Mexico’s Energy Industry Gushes With Investment Opportunity

Courtesy of The Financial Times, a look at Mexico’s hydrocarbons sector:

Mexico’s government recently passed reforms repealing important limitations on oil and gas ownership introduced in 1938.While these reforms will reshape Mexico’s energy industry over the next few years, they will also bring about investment opportunities in the energy industry throughout the rest of Latin America.

The proposed privatization of Pemex, the state oil company, would open up 17 per cent of currently producing oil fields to foreign exploitation and allow foreign companies to bid for development rights to 79 per cent of Mexico’s reserve fields. In addition, the state-owned Federal Electricity Commission (CFE) is set to face competitors. Mexico’s energy industry, which was in decline due to the dire need for improved technology, investment and reserve management, is now gushing with investment opportunity that will be principally supported by investors from the US and Canada. However, there will also likely be great interest from investors worldwide.

According to the U.S. Energy Information Administration, Mexico ranks among the top 10 countries for recoverable shale oil and shale gas. Mexico is also the third largest exporter of oil to the US, and the second largest pipeline importer of natural gas from the US. These are attractive numbers to companies such as Exxon, which is making its first investments in Mexico in 75 years, undertaking offshore oil exploration. This is noteworthy given that deep water wells typically represent an investment of over $1bn with a 5-10 year time horizon.

_Exercises to complete_
• a. In the passage on Mexico's energy industry, what share of Mexico's reserve fields would foreign companies be allowed to bid on for development rights?
• b. Quote the part of the passage on Mexico's energy industry that opens with the words containing "Mexico’s Energy Industry Gushes" and closes with "of Latin America.".
• c. Continue the passage on Mexico's energy industry, picking up right after its final sentence.
The items that come next are separate material with no connection to the passage on Mexico's energy industry.

_A run of records_
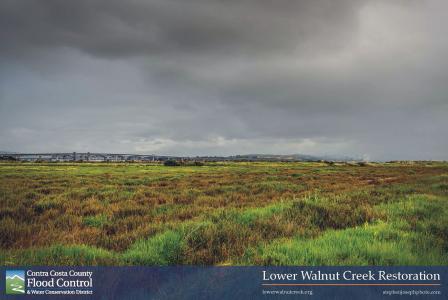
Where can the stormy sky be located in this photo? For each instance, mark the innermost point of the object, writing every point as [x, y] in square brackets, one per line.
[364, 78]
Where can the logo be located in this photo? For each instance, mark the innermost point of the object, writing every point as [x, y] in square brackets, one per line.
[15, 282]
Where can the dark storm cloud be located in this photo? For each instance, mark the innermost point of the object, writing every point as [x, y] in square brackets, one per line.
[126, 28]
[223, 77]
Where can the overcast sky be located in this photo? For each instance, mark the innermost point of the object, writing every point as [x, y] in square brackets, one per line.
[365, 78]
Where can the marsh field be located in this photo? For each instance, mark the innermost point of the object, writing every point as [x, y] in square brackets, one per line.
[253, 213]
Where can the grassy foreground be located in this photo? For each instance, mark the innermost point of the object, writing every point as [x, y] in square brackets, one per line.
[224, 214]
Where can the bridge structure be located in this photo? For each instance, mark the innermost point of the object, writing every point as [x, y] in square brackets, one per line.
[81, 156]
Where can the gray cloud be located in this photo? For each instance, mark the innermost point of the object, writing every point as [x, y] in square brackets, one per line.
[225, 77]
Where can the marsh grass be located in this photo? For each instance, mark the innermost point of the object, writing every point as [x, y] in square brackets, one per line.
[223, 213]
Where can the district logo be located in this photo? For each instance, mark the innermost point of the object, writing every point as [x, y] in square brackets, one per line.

_Results for each task_
• a. 79 per cent of Mexico's reserve fields.

• b.
Mexico’s Energy Industry Gushes With Investment Opportunity

Courtesy of The Financial Times, a look at Mexico’s hydrocarbons sector:

Mexico’s government recently passed reforms repealing important limitations on oil and gas ownership introduced in 1938.While these reforms will reshape Mexico’s energy industry over the next few years, they will also bring about investment opportunities in the energy industry throughout the rest of Latin America.

• c.
There will be several rounds of bidding for oil franchises. In round one, some more challenging offshore and shale sites (including those adjacent to the Eagle Ford field in Texas) are up for bid for development by Pemex in tandem with foreign or private partners. In the second round any uncommitted fields are open to all bidders. The contemplated third and fourth rounds are also expected to generate very significant investments and pump billions of dollars into Mexico’s economy.

Then investors will start looking outside of Mexico, and at potentially more risky investments fueled by the region’s volatile political history. For energy poor Latin American nations like Chile and Peru, the fall in oil prices has clearly been helpful but for countries like Venezuela, Brazil and Colombia, the decline in prices has been worrisome.

The major oil producers are Venezuela, which has by far the region’s largest reserves, then Mexico, followed by Brazil, Colombia and Ecuador. Venezuela has been particularly hard hit by the recent downturn in oil prices because so much of its state revenues depend on oil exports, which have been at best stagnant and made worse by the high levels of sovereign debt.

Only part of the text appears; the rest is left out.